→ **Passage for review**
================================

Andy Rachleff, CEO of Wealthfront; and Don Valentin, founder of Sequoia formalized most of the ideas behind product–market fit.

According to Rachleff, there are some early indications that the market thinks your product is the right solution. The goal of product–market fit analysis is first to generate those indications, then to analyze and transform them into product backlog items.

To get started, you need to develop several value hypotheses:

A value hypothesis is an attempt to articulate the key assumption that underlies why a customer is likely to use your product. It identifies the features you need to build, the audience that’s likely to care, and the business model required to entice a customer to buy your product.

How do you articulate a value hypothesis?

Our product engineering company relies on:

  • Market analysis: Total addressable market, serviceable addressable market, primary target audiences, and competitive landscape
  • User analysis: Business/target user feedback, support tickets, open-source data mining

Each value hypothesis is then recorded as an experiment — an idea we want to test and validate during the minimal viable product (MVP) stage to verify product–market fit.

For example, if you’re building a telematics insurance product, your value hypothesis could read like this:

For young drivers (aged 18–27, living in the UK) who prioritize safe driving, our product provides a dynamic policy premium that rewards them for their safe driving behavior. By continuously tracking and updating their driving record, users who have no recorded speeding, harsh braking, or collision events can expect to see their policy premium decrease over time.

A good value hypothesis defines the what (the main value proposition), the who (the target audience), and the how (the product feature).

Importantly, the process of validating and iterating on your product idea should happen in parallel with defining the optimal business model for it. The idea is to identify a target customer segment and their needs, develop and test product hypotheses, and iterate on both the product and business model based on customer feedback. This iterative process is often called getting out of the building, and it involves a continuous feedback loop between customers and product development.

The goal of experimentation is to help you reach the stage where the market accepts your product and shows clear demand for it.

Or in the words of Andy Rachleff: “Time after time, the winner is the first company to deliver the food the dogs want to eat.”

Lean software engineering

You’ve done your research. Now you need to put those theories into practice. To validate product–market fit, you need to bring a pilot product version (an MVP) in front of real users. Then you need to work through the market feedback, review the findings, and get back to building a full-featured product.

This may sound simple, but in practice companies run into ample problems due to:

  • Corporate inertia and prolonged decision-making
  • Ineffective operational and software development processes
  • Missing technology expertise
  • Lack of experience with interactive product development
  • Limited time, human, and financial resources

When your top tech talent already has their hands full with core products and IT infrastructure support, new product development plans often get delayed (or shelved).

That’s why innovation-driven companies often rely on external product engineering partners. Your partner can act as your remote R&D arm, contributing the skills, knowledge, and operational leanness to accelerate your time to market.

At Intellias, we combine the baseline principles of the Lean Product Development methodology with Agile software engineering best practices.

================================

→ **Data to examine**
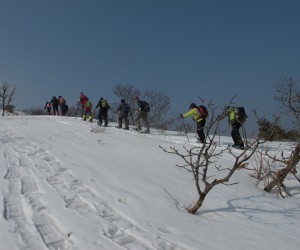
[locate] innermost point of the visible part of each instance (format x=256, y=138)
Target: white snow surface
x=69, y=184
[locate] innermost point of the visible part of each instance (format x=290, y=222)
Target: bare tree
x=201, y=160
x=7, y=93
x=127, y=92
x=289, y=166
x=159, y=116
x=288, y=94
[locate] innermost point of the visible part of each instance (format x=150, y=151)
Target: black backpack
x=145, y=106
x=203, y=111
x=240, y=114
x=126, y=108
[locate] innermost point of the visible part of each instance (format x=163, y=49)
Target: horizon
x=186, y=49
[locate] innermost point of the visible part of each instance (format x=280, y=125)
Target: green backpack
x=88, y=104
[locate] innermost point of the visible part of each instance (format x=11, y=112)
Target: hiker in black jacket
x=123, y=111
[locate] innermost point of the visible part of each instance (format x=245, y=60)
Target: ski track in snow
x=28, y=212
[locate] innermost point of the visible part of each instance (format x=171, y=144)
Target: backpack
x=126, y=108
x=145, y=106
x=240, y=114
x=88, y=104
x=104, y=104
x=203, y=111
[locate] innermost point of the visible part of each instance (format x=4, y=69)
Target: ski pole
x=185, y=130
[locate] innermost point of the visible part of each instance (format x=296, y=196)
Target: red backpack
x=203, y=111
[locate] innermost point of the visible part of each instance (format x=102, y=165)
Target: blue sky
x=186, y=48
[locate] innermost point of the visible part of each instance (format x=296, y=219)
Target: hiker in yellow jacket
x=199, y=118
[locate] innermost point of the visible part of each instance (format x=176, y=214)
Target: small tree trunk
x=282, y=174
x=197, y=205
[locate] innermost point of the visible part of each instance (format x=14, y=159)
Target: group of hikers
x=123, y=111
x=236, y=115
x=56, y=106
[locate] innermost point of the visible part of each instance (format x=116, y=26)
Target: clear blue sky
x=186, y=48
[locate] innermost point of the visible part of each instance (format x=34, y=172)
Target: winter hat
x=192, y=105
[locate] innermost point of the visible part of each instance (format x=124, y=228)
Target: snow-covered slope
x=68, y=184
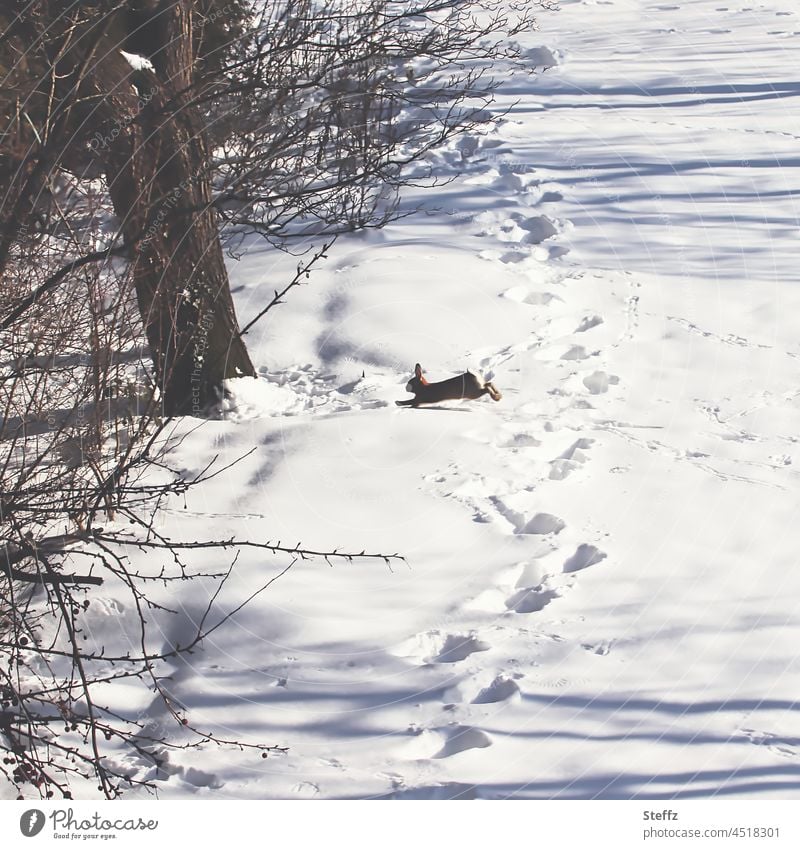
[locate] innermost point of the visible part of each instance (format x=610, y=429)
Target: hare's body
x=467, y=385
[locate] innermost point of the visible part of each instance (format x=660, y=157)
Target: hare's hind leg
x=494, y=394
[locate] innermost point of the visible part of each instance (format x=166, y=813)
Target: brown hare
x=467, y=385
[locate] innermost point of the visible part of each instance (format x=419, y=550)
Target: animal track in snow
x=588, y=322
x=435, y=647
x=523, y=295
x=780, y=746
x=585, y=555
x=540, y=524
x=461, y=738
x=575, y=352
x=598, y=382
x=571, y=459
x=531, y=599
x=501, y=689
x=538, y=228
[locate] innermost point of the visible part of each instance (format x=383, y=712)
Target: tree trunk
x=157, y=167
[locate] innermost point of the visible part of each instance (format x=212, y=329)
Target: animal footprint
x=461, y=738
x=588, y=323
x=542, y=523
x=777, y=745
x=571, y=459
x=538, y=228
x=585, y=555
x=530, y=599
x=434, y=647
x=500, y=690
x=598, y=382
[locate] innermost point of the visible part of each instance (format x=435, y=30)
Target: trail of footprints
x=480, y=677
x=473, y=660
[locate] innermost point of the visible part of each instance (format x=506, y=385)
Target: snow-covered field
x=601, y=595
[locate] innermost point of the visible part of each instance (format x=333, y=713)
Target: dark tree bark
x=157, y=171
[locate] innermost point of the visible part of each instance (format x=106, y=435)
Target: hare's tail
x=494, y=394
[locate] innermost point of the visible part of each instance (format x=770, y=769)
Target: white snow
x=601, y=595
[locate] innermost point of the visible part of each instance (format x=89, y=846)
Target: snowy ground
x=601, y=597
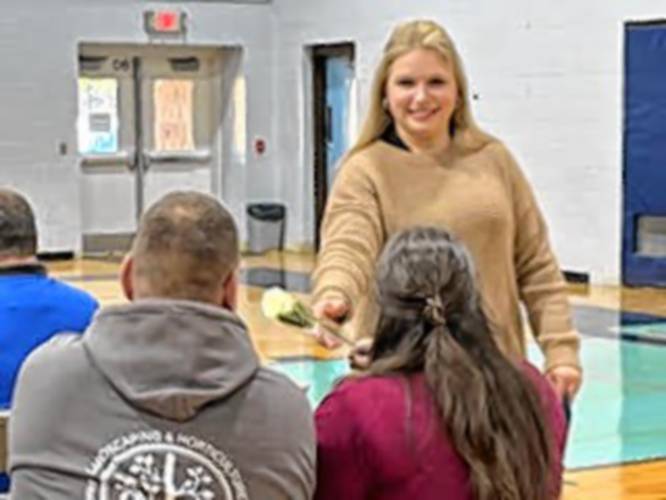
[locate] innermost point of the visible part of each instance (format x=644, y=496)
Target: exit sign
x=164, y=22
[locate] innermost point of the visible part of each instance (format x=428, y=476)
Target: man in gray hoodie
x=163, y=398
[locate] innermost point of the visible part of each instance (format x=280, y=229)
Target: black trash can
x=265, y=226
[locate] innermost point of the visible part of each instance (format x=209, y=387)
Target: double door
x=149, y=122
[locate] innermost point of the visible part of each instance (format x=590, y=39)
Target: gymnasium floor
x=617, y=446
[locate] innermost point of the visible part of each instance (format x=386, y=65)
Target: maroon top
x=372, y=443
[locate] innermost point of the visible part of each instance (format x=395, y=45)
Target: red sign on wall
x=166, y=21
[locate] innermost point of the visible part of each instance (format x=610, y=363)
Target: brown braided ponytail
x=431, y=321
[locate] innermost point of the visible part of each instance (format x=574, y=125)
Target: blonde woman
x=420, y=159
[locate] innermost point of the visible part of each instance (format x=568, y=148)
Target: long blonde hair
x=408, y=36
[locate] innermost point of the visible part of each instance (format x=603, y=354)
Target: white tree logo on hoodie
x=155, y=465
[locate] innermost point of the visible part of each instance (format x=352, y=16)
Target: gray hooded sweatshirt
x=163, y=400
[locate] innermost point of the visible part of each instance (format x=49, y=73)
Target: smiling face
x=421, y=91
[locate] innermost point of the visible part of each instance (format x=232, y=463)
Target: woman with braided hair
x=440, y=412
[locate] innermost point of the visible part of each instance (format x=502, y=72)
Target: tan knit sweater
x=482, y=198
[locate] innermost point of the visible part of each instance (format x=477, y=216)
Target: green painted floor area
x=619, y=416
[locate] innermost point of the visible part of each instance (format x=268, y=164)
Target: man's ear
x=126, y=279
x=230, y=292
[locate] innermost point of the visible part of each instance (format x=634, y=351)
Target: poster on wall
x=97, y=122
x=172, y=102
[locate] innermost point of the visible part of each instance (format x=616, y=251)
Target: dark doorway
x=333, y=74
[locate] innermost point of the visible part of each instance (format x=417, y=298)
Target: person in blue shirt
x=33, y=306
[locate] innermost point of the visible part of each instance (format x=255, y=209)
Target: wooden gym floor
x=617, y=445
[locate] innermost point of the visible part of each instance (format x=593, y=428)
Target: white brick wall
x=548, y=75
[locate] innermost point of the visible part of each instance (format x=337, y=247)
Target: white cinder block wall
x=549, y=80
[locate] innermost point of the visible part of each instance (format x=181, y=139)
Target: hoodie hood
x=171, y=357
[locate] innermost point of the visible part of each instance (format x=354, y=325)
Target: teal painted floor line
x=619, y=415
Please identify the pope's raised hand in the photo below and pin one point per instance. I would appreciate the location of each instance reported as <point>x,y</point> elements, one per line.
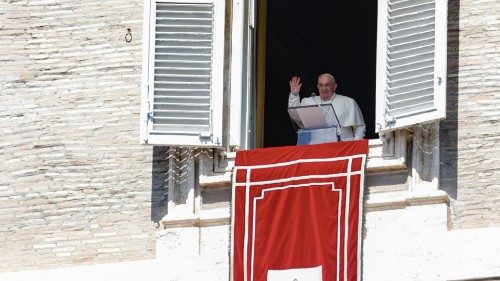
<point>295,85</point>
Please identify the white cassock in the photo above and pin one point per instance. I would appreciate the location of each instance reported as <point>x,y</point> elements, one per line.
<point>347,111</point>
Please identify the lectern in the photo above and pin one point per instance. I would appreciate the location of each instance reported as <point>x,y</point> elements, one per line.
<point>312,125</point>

================================

→ **What to do**
According to the passage on product–market fit, what three things does a good value hypothesis define?

→ **Response**
It defines the what (the main value proposition), the who (the target audience), and the how (the product feature).